GOAL —
Copy out all of the material below, swapping "pixel coordinates" for "pixel units" wherever it appears and changing nothing else.

MATERIAL PROVIDED —
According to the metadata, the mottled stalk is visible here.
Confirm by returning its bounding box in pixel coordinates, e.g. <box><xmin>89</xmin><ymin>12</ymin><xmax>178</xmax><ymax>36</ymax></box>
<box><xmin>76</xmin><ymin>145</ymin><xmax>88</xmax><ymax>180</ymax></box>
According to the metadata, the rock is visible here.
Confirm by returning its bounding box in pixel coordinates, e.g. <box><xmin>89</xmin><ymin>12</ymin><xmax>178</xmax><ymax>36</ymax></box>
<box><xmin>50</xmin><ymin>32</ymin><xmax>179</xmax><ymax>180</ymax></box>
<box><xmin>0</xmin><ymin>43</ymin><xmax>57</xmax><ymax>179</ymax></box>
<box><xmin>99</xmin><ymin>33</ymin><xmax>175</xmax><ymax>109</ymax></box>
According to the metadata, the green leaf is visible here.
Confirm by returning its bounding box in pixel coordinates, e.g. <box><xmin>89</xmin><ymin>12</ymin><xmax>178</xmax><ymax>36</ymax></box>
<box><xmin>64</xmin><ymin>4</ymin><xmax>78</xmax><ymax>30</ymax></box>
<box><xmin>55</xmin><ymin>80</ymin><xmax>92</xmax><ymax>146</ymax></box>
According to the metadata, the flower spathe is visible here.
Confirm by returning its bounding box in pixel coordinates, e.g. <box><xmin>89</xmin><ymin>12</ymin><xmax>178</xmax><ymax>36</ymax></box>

RIGHT ANSWER —
According to the metadata, the mottled stalk is visible here.
Confirm by returning its bounding box in pixel units, e.g. <box><xmin>89</xmin><ymin>12</ymin><xmax>178</xmax><ymax>36</ymax></box>
<box><xmin>76</xmin><ymin>145</ymin><xmax>88</xmax><ymax>180</ymax></box>
According to the metadata, the rock is visible here.
Confirm by returning its bounding box in pixel units, e.g. <box><xmin>89</xmin><ymin>12</ymin><xmax>178</xmax><ymax>36</ymax></box>
<box><xmin>50</xmin><ymin>32</ymin><xmax>179</xmax><ymax>180</ymax></box>
<box><xmin>0</xmin><ymin>43</ymin><xmax>57</xmax><ymax>179</ymax></box>
<box><xmin>99</xmin><ymin>33</ymin><xmax>175</xmax><ymax>109</ymax></box>
According to the metadata, the green leaf is visible here.
Confirm by returning its bounding box in pixel units, e.g. <box><xmin>89</xmin><ymin>12</ymin><xmax>178</xmax><ymax>36</ymax></box>
<box><xmin>64</xmin><ymin>4</ymin><xmax>78</xmax><ymax>30</ymax></box>
<box><xmin>55</xmin><ymin>80</ymin><xmax>92</xmax><ymax>146</ymax></box>
According to the metadata, the flower spathe is visible here.
Confirm by returning its bounding box in pixel units, e.g. <box><xmin>89</xmin><ymin>12</ymin><xmax>178</xmax><ymax>36</ymax></box>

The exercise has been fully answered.